■ GIVEN PASSAGE
4. Results and Discussion

4.1. Comparative Analysis of the Overall Data

The data at each channel of the AGRI and AMI are compared and statistically analyzed by using the above cross-comparison method. AGRI data and AMI data from 8 March and 23 March 2022 (the time is from 4:30 to 6:30 UTC) were analyzed in the domain (14°N to 54°N and 70°E to 135°E). Figure 2 shows the scatter plot of the data at each channel of the AGRI and AMI. It can be found that the distribution of the matched points is relatively clustered, and the dynamic range covered by the sample points is wide, which can basically reflect the radiation response of the remote sensors to the energy reflected/emitted from the main object.

Table 3. Comparison of the data at the matched channels between the FY-4B/AGRI and GK-2A/AMI. “Bias” denotes the mean bias, “RMSE” represents the root mean square error, and “R” indicates the correlation coefficient.

Channel Name	Linear Regression Equation	Bias	RMSE	R
VIR004	AGRI = 1.0676 × AMI − 0.0030	0.50%	0.76%	0.9880
NR008	AGRI = 1.0015 × AMI + 0.0060	0.62%	1.04%	0.9932
NR013	AGRI = 1.1053 × AMI + 0.0106	1.13%	1.16%	0.9635
NR016	AGRI = 1.1585 × AMI + 0.0082	1.69%	1.88%	0.9982
IR038 (H)	AGRI = 1.0012 × AMI − 0.7851	−0.42 K	0.87 K	0.9971
IR038 (L)	AGRI = 1.0095 × AMI − 3.3593	−0.54 K	0.92 K	0.9972
IR108	AGRI = 1.0060 × AMI − 2.3216	−0.57 K	1.08 K	0.9938
IR120	AGRI = 1.0343 × AMI − 9.8259	0.11 K	1.07 K	0.9915

shows the statistical results of the data at each matched channel, i.e., the linear regression equations, mean biases, RMSE values, and R values. The results suggest that the R values at each channel are above 0.96, and the slopes of the fitting lines are between 1.0012 and 1.1585, close to 1, indicating that the observation data of the AGRI and AMI are in good agreement.

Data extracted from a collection

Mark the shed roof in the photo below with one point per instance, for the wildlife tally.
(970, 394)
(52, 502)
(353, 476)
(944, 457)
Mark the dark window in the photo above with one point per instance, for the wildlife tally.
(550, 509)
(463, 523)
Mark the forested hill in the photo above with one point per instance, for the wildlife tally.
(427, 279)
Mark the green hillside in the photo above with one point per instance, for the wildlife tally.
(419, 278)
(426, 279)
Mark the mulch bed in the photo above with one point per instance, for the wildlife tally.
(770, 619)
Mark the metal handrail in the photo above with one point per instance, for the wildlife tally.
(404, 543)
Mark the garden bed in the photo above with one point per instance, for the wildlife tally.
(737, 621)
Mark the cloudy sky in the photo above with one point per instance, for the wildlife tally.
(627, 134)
==
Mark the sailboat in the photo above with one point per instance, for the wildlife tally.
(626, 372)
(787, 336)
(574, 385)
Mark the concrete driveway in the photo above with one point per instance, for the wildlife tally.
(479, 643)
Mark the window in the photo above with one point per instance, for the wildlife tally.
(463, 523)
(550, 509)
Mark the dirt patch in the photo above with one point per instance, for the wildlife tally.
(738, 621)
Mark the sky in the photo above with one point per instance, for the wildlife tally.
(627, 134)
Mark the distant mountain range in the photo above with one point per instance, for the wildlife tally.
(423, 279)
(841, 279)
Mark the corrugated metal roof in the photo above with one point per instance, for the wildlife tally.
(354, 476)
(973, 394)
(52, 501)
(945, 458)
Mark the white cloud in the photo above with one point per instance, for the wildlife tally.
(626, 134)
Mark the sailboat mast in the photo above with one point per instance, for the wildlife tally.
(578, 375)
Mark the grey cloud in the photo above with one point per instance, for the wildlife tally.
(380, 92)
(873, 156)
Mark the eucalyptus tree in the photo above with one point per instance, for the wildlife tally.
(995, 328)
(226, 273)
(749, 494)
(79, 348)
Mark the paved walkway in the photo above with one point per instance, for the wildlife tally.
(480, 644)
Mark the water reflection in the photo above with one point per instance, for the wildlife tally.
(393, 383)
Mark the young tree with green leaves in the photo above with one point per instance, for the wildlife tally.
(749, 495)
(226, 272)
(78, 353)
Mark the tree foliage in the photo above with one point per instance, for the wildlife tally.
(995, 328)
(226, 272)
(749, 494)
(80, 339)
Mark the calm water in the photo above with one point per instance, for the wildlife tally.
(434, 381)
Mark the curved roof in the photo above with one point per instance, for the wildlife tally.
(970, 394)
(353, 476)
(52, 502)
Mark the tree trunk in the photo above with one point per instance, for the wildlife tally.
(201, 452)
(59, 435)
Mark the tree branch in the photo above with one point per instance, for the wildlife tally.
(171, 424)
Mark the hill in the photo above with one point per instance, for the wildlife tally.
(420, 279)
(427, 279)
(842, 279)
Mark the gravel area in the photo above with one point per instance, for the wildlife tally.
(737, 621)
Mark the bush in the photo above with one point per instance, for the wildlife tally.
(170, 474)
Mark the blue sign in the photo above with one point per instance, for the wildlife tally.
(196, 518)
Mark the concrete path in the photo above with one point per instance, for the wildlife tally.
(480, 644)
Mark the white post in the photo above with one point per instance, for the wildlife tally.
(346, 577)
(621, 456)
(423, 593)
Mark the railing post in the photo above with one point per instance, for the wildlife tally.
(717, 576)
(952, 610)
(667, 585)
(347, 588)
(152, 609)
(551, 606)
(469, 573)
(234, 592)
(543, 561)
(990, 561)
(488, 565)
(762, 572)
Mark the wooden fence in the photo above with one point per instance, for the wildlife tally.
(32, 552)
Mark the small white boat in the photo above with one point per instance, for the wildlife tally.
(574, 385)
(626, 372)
* * *
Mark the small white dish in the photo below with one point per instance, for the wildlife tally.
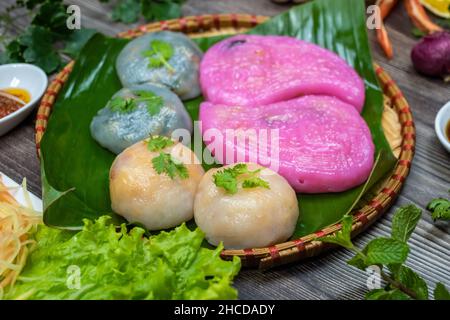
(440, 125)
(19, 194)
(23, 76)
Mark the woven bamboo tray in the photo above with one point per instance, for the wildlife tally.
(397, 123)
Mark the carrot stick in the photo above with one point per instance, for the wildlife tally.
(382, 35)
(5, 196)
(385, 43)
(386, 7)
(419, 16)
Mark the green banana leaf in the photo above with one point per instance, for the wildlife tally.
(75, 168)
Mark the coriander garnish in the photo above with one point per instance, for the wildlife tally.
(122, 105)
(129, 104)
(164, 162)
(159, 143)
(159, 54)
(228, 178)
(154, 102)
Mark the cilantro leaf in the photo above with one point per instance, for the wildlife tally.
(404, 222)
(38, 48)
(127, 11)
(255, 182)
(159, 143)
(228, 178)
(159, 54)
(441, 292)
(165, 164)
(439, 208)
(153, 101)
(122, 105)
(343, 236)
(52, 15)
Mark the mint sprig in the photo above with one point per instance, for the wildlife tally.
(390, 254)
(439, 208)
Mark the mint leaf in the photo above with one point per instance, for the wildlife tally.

■ PARTS OF THE EXERCISE
1) Rename "mean bias" as "average bias" in the satellite data comparison text, and give the passage again starting at "Table 3. Comparison" and ending at "the correlation coefficient.".
2) According to the satellite data comparison text, what shows that the observation data of the AGRI and AMI are in good agreement? Explain in one to three sentences.
3) Answer these questions on the satellite data comparison text:
(a) On which dates in 2022 were the AGRI and AMI data analyzed?
(b) What geographic domain did the analysis cover?
(c) What does "R" indicate in Table 3?

■ FINAL RESULTS
1)
Table 3. Comparison of the data at the matched channels between the FY-4B/AGRI and GK-2A/AMI. “Bias” denotes the average bias, “RMSE” represents the root mean square error, and “R” indicates the correlation coefficient.

2) The R values at each matched channel are above 0.96. The slopes of the fitting lines are between 1.0012 and 1.1585, which is close to 1. Together these indicate that the AGRI and AMI observation data are in good agreement.

3)
(a) 8 March and 23 March 2022, from 4:30 to 6:30 UTC.
(b) 14°N to 54°N and 70°E to 135°E.
(c) The correlation coefficient.